(Coordinate annotation records)
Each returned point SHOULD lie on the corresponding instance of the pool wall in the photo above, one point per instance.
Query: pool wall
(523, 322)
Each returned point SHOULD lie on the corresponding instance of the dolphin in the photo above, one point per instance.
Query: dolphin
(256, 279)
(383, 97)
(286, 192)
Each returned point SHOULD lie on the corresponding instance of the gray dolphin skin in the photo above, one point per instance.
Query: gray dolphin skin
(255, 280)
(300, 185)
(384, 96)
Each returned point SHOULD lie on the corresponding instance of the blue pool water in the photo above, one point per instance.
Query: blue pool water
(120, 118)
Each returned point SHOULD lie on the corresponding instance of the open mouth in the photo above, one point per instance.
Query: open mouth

**PROBLEM STATEMENT**
Format the material above as a Markdown table with two columns, Row and Line. Give each non-blank line its own row, numbered in order, and leave out blank lines.

**RESULT FOR THIS TASK**
| Row | Line |
|---|---|
| 1 | Each returned point SHOULD lie on the corresponding instance of the pool wall in the photo above, one point per instance. |
| 2 | Query: pool wall |
| 3 | (523, 322) |
| 4 | Each returned point SHOULD lie on the corresponding instance of the dolphin in the photo above, one point per instance. |
| 5 | Query: dolphin |
| 6 | (256, 279) |
| 7 | (383, 97) |
| 8 | (286, 192) |
| 9 | Each returned point SHOULD lie on the corresponding instance of the gray dolphin skin in the photo above, one point per instance. |
| 10 | Query: gray dolphin skin |
| 11 | (255, 280) |
| 12 | (300, 185) |
| 13 | (384, 96) |
| 14 | Each returned point SHOULD lie on the corresponding instance of the blue pool water in the photo above, one point per instance. |
| 15 | Query: blue pool water |
| 16 | (120, 118) |
| 17 | Each returned point SHOULD lie on the corresponding instance of the open mouth in the photo above, one point per instance. |
| 18 | Query: open mouth |